━━━ Выбранный отрывок

Такъ говоритъ генiальный старецъ, который — удивительно подумать — пятьдесятъ лѣтъ тому назадъ основалъ научную эмбрiологiю. Не безъ горькаго чувства онъ видитъ, что то великое движенiе идей, которое воодушевляло его юность и привело его къ созданiю новой науки, — теперь изсякло, что прежде, чѣмъ оно принесло плоды, которыхъ отъ него ждали, произошелъ наплывъ новыхъ идей, въ борьбѣ съ которыми широкiя и величавыя идеи былаго времени обнаружили странное, поражающее безсилiе. Зрѣлище чрезвычайно поучительное для того, кого интересуетъ исторiя идей и развитiе наукъ. Изъ брошюрки мы узнаемъ, что Бэръ пишетъ противъ дарвинизма и что всѣ его статьи относящiяся къ этой полемикѣ, и явившiяся и еще приготовляемыя, будутъ напечатаны во второмъ томѣ Reden und AufsКtze (рѣчи и статьи), — сборника, котораго первый и третiй томъ уже вышли.
Скажемъ теперь нѣсколько словъ о русскихъ переводахъ Дарвина. Дарвинъ у насъ переводится и издается съ такою небрежностiю, которая странно противорѣчитъ великому уваженiю, повидимому питаемому къ нему и переводчиками и публикой. Изъ всѣхъ переводовъ и изданiй, мы не знаемъ ни одной книги Дарвина, которою можно бы было удобно читать порусски. Лучшимъ еще можно считать переводъ о происхожденiи видовъ, хотя и тутъ читатель на каждой стравицѣ спотыкается о такiе обороты:
«Весьма сожалѣю, что недостатокъ мѣста лишаетъ меня удовлетворенiя выразить мою признательность» и пр. (стр. 2).
«Не могу удержаться отъ того, чтобы привести еще примѣръ» и пр. (стр. 57).
«Одинъ полновѣсный авторитетъ, сэръ Чарльсъ Лейелль, по дальнѣйшему размышленiю впалъ на этотъ счетъ въ сильныя сомнѣнiя» (стр. 233).
Это совсѣмъ не порусски. Но есть и такiя мѣста, гдѣ нескладица происходитъ отъ слишкомъ большаго усердiя переводчика къ русскому языку. Напримѣръ:
«Нѣтъ непогрѣшимаго вѣдала для распознаванiя вида отъ рѣзкой разновидности» (стр. 44).

━━━━━━

• _Условие задачи 1_
Ответьте по отрывку о Бэре и переводах Дарвина:
(a) Сколько лет назад старец основал научную эмбриологию?
(b) В каком томе сборника «Речи и статьи» будут напечатаны статьи Бэра против дарвинизма?
(c) Какой русский перевод Дарвина автор считает лучшим?
• _Условие задачи 2_
Напишите следующую часть отрывка о Бэре и переводах Дарвина. Начните сразу после его последней фразы.
Позиции набора здесь не используются.

━━━ Набор данных

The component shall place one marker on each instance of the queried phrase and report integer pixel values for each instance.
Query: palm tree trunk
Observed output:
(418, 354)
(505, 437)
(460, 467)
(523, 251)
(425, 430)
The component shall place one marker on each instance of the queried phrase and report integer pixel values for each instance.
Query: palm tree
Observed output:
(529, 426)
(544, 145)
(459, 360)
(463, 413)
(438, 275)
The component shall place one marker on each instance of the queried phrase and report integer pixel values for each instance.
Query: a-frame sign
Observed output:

━━━━━━
━━━ Набор данных

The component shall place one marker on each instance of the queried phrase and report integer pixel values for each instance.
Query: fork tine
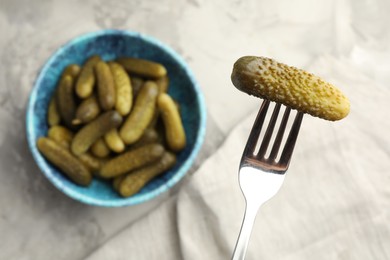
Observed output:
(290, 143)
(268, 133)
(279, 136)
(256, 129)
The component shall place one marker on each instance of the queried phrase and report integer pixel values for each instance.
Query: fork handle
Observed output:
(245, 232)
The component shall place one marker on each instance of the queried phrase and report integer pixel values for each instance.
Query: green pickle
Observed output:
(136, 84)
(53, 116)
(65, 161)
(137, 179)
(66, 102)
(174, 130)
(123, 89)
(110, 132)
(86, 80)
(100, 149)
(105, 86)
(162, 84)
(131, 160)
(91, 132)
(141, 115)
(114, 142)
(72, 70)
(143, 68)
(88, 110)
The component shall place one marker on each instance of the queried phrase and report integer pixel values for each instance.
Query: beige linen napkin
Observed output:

━━━━━━

• _Ответ 1_
(a) Пятьдесят лет назад.
(b) Во втором томе.
(c) Перевод книги о происхождении видов.

• _Ответ 2_
Имя существительное вѣдало встрѣтилось намъ въ первый разъ въ этой книгѣ; оно очевидно должно замѣнять слово критерiй, которое переводчикъ нашелъ помѣхою для ясности и красоты русской рѣчи. Точно такъ изъ новаго третьяго изданiя онъ изгналъ даже слово натуралистъ и замѣнилъ его будто-бы болѣе благозвучнымъ и понятнымъ словомъ естествоиспытатель. Вотъ труды по истинѣ напрасные! Ужь если вы такъ любите pyсскiй языкъ, то прежде всего и больше всего старайтесь сохранить его строй, русскiй синтаксисъ, позаботьтесь о томъ, чтобы согласованiе словъ и теченiе рѣчи было точно, живо и ясно; а отдѣльныя иностранныя слова есть самое меньшее изъ золъ, возможныхъ въ русской книгѣ. Притомъ натуралистъ, критерiй не суть англiйскiя слова, а слова всемiрныя, которыя поэтому должны употребляться въ каждомъ образованномъ языкѣ. Напротивъ, если вы англiйское слово satisfaction перeведете буквально yдовлетворенiе, то вы сдѣлаете англицизмъ, который ни въ русскомъ и ни въ какомъ другомъ языкѣ терпимъ быть не долженъ.
Въ новомъ изданiи, хотя оно именуется исправленнымъ, кажется не сдѣлано никакого исправленiя, кромѣ изгнанiя слова натуралистъ: ошибки, которыя мы привели, повторены въ третьемъ изданiи въ томъ самомъ видѣ, какъ онѣ явились въ первомъ. Опечатками новое изданiе кишитъ гораздо болѣе перваго.
Мы боимся утомлять читателей указанiемъ замѣченныхъ нами сверхъ того неточностей, пропущенныхъ словъ, неправильной передачи терминовъ и т. д. Но упомянуть объ этихъ неисправностяхъ считаемъ своимъ долгомъ. Горькiй опытъ убѣдилъ насъ, что вообще изучать Дарвина по русскимъ переводамъ невозможно, что очень часто встрѣчается надобность обращаться къ подлиннику. Мы знаемъ, что xорошie переводы вообще большая рѣдкость и всегда были рѣдкостiю не въ одной нашей, но и во всякой другой литературѣ; но, соображая всѣ возможности и зная примѣры хорошихъ переводовъ, мы должны все-таки съ сожалѣнiемъ сказать, что Дарвину какъ-то непосчастливилось въ русской литературѣ.